• **To do**
Continue the article on I-9 and E-Verify mistakes from the point where it stops.

• **Given text**
** START **

I-9 and E-Verify Mistakes Employers must Avoid

More and more work site compliance audits and more restrictive E-Verify laws from the government are making immigration compliance with employment eligibility a very critical function for HR departments in many companies across the United States. Employers in the United States have been under strict watch since the mid-1980s to ensure they are keeping a legal workforce. When employers complete the I-9 Employment Eligibility Verification form for every worker they hire, they are able to show that they are working to meet the requirements for verifying identification and eligibility to work in the United States.

Researchers have conducted studies that showed a typical business will usually have errors on about 50 percent of their I-9 forms. This is a serious issue, because each mistake can result in harsh penalties. In addition to this, employers can lose their business licenses. Federal contractors can be debarred, and claim applicants may be able to show discrimination proof or proof of other claims. Experts said that they have seen an increase of 600 percent in both random and targeted audits for I-9 data. One expert pointed out five of the most critical and risky mistakes that employers face with E-Verify and I-9 forms. E-Verify is the electronic employment verification service provided by the government. The following paragraphs outline the five biggest mistakes on this topic.

1. Denying There Is An I-9 Problem Many employers believe an I-9 is just a formality or a simple form they have to fill out, and they rarely stop to think they may be audited. However, the growing popularity of E-Verify and the growing number of audits show that possible liability is high.

2. Submitting The Form After The Deadline The first section of the I-9 must be completed by the new worker before the first day, and the second section must be filled out by the employer within three days of the employee starting work.

3. Not Verifying Signatures Some employers make the mistake of not checking that the form is signed by the employee. This mistake is essentially viewed the same as not submitting an I-9 at all.

4. Using An Incorrect Version It is important to ensure the most current available form is used. Old forms are not sufficient.

** END **

• **Records shown**
** START **

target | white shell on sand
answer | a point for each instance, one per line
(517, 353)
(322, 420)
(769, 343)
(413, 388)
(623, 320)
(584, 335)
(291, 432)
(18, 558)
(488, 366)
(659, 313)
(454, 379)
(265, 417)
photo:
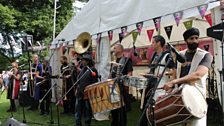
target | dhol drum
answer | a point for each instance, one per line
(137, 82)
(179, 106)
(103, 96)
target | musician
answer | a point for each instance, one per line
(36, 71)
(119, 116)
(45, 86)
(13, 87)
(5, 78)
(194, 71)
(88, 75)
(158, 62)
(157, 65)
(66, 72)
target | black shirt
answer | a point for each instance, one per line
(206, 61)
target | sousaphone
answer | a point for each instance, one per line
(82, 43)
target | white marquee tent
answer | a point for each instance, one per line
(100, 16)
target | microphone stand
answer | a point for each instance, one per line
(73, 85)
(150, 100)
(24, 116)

** END **
** START **

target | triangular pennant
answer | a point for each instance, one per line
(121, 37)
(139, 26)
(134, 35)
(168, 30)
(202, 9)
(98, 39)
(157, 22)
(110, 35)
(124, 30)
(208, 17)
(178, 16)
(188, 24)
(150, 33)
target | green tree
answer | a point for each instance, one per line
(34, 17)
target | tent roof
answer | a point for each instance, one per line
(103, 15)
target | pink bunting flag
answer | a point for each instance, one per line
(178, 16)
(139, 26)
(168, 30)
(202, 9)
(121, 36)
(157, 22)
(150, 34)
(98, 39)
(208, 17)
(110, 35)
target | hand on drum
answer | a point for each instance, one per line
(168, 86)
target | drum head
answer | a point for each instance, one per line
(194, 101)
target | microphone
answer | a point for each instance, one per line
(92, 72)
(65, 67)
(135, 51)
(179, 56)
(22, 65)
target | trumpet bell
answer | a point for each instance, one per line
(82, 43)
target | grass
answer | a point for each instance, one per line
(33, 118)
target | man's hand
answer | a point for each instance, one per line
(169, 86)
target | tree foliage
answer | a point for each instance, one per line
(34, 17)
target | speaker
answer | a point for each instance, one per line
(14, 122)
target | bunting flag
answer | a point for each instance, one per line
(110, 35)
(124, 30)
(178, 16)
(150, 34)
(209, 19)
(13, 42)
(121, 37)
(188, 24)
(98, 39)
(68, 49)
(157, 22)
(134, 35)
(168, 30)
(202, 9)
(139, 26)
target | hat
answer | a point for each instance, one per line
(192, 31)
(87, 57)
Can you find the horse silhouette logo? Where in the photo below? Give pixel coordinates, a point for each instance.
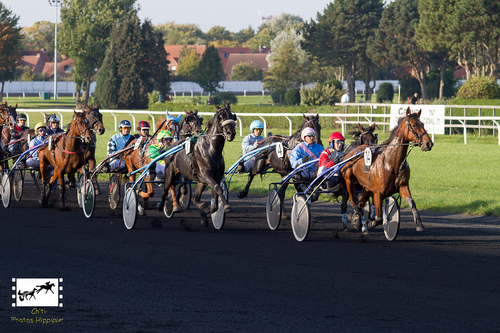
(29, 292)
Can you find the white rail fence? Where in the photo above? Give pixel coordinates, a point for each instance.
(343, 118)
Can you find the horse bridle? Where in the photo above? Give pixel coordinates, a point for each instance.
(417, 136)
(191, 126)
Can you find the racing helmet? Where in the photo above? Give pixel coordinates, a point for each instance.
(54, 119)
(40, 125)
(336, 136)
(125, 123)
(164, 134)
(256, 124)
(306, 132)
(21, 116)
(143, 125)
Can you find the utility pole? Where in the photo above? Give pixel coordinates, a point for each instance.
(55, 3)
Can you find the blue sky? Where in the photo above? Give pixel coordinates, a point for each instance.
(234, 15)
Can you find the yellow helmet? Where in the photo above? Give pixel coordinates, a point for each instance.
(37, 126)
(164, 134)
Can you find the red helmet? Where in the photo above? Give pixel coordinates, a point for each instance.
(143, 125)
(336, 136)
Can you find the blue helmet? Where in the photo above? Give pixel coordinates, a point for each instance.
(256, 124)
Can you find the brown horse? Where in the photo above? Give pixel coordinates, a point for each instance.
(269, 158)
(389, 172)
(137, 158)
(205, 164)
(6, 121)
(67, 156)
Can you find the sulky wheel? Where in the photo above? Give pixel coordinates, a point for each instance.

** END **

• **Exercise answer**
5. Waiting For ICE To Appear Any issues can and should be remedied before government enforcers show up. Experts encourage employers to review their forms now for any errors or omissions. Efforts to fix errors now will be seen more favorably than they will when ICE has to make an appearance.

Anti-Discrimination Provision This part of the Immigration and Nationality Act states that employers cannot use unfair practices with I-9 forms. This means that they cannot request different documents or more documents than what they need to verify a worker’s eligibility and identity. If documents appear to be genuine, they cannot be rejected. For example, employers cannot make workers who they think may be foreign show green cards.

Improper I-9 Form Retention Employers are required to keep their workers’ I-9 forms for the entire duration of employment. If the worker quits or is terminated, the employer must determine how long to keep the forms. This is either three years from the date of hire or one year after termination. The I-9 form data can be kept either electronically or on paper.

Not Taking E-Verify Seriously Experts said that people who use E-Verify are automatically more likely to be audited than those who do not use the system. Employees should make sure they pay attention to the E-Verify chain’s operational control and know the differences between E-Verify and I-9 requirements. They should also pay close attention to their own state laws, which vary from one state to the next. It is important to have a tentative non-confirmation policy. If a notice of this type is received, employers must meet with the named employees or review all documentation to understand what is happening. ICE is tracking these closely, so employers should print out their notices when they are received. To learn more about this topic, contact ACBI.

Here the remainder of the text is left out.